What you need to do —
In the text on the early church councils, please state what Paul says love is.

Text shown —
We rightly speak of Nicea as an ecumenical council because all parts of the Christian world were represented.  But this was ecumenicism that valued truth and sound doctrine over outward unity.  Rushdoony writes:

The ecumenical councils of the early church were in their purpose and nature very different from the modern councils and ecumenical efforts of the church.  First, the early councils had as their primary purpose the defense and establishment of truth, not unity.  Unity had to be established on the foundation of truth, not truth as the product of unity.  The council came together for the purpose of conflict, the battle of truth against error, and any unity on other than the whole truth of Scripture was anathema.  Second, the concern of the council was primarily the faith, not the church.  Institutionally, the church suffered because of the conflict, but theologically it flourished and ensured its survival and growth.  The modern ecumenical movement, and modern councils, are thus in purpose and work in direct contrast to the early councils:  their concern is with unity, and with the institution, not the faith primarily. (FOSO, 19-20)

Christ or Belial?

The English word “love” confuses the issue of external unity.  We “love” our God, our children, our cat, and our favorite cola.  Love needs definition.  Paul tells us that love is the fulfilling of the law (Rom. 13:8-10).  If I love my neighbor, I will respect his authority, life, marriage, property, and reputation, both in deed and in thought.  This doesn’t mean that I must tolerate his wickedness, let alone join him in it.  I can love my neighbor and still rebuke him for his sin. In fact, true love will move me to do exactly that (Lev. 19:17-18).

And when Jesus commands us to love our enemies, He doesn’t leave what that might mean to our sentiments and imagination.  He gives us concrete examples of what He means:

But I say unto you, Love your enemies, bless them that curse you, do good to them that hate you, and pray for them which despitefully use you, and persecute you. (Matt. 5:44)

God does good to all men, regardless of their character or eternal destiny.  He makes the sun to rise and the rain to fall upon all (Matt. 5:45).  We are to imitate our heavenly Father.  But, again, such love doesn’t require us to enter into intimate friendship or covenant alliances with the wicked—quite the opposite. Our God, after all, is holy.  Paul writes to the Corinthians,

Be ye not unequally yoked together with unbelievers: for what fellowship hath righteousness with unrighteousness? and what communion hath light with darkness? And what concord hath Christ with Belial? or what part hath he that believeth with an infidel? And what agreement hath the temple of God with idols? for ye are the temple of the living God; as God hath said, I will dwell in them, and walk in them; and I will be their God, and they shall be my people. (2 Cor. 6:14-16)

Paul continues with this call to separation from the wicked and loyalty to Christ:

Wherefore come out from among them, and be ye separate, saith the Lord, and touch not the unclean thing; and I will receive you, Wherefore come out from among them, and be ye separate, saith the Lord, and touch not the unclean thing; and I will receive you, And will be a Father unto you, and ye shall be my sons and daughters, saith the Lord Almighty. (v. 17-18)

Stored data:
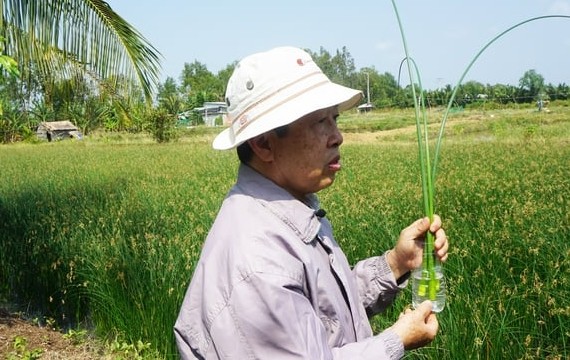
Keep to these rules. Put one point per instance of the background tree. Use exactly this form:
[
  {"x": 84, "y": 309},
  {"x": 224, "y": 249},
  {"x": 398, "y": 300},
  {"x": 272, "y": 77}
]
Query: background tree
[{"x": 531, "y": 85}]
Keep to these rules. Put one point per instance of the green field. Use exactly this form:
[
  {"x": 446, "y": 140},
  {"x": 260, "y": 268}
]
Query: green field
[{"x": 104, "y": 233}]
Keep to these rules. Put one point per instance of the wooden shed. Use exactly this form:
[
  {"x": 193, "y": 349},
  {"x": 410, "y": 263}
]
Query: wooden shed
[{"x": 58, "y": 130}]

...

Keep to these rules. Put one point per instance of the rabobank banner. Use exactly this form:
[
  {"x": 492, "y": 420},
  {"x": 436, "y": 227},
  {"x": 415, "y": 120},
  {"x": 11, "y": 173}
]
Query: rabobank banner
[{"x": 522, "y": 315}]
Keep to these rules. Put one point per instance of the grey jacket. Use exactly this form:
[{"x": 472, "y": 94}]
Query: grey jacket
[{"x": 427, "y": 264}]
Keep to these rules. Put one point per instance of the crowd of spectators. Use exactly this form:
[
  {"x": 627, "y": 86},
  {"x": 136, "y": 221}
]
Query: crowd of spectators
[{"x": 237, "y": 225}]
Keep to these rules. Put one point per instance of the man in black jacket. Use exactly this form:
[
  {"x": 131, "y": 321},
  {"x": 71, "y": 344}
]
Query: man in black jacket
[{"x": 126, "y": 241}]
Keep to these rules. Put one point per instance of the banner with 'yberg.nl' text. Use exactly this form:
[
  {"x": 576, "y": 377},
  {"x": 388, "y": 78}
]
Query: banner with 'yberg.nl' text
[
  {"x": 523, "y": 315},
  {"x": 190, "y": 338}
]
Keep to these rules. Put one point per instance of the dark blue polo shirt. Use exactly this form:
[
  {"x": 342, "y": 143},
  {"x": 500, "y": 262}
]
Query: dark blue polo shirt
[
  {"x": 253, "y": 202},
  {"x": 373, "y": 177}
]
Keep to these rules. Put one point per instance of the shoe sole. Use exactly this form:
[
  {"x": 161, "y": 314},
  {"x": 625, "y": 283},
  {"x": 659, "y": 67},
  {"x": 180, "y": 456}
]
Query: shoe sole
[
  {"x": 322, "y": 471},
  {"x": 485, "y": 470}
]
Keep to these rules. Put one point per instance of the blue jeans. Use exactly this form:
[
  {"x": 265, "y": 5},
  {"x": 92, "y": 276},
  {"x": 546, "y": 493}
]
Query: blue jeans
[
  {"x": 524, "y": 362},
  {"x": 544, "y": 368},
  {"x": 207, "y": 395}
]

--

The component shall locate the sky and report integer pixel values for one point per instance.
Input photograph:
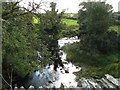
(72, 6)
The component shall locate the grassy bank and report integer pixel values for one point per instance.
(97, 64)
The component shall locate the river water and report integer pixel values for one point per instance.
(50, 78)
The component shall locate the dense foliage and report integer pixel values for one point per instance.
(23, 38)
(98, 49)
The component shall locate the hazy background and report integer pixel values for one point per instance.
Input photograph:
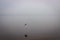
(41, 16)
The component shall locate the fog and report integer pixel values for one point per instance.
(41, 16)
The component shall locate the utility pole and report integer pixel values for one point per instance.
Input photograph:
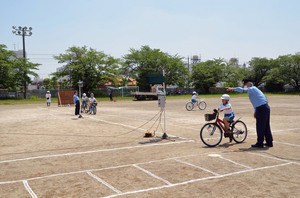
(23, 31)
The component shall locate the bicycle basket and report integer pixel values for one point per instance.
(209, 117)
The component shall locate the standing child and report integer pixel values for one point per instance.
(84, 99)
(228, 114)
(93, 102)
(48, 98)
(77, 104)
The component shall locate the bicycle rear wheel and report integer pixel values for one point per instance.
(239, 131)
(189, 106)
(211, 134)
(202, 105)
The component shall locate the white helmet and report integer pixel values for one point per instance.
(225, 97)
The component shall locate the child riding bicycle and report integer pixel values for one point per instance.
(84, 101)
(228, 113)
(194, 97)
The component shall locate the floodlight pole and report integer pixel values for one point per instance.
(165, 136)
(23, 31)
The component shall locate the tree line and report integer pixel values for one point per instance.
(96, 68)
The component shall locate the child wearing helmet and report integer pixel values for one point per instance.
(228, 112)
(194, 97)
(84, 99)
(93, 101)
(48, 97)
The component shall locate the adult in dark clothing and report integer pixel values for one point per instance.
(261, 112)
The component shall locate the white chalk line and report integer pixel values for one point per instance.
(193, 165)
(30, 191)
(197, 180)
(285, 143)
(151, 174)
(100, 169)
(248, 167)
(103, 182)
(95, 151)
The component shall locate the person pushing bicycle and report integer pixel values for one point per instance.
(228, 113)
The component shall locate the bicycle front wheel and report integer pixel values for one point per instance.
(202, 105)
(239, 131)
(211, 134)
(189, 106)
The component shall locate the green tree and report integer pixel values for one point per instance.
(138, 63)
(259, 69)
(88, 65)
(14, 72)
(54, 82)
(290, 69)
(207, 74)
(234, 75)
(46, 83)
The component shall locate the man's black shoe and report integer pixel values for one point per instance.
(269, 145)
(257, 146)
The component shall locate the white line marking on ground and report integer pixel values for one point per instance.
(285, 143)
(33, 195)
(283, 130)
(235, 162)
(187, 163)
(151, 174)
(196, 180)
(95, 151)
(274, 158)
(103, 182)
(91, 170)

Output below —
Love is the fulfilling of the law (Rom. 13:8-10).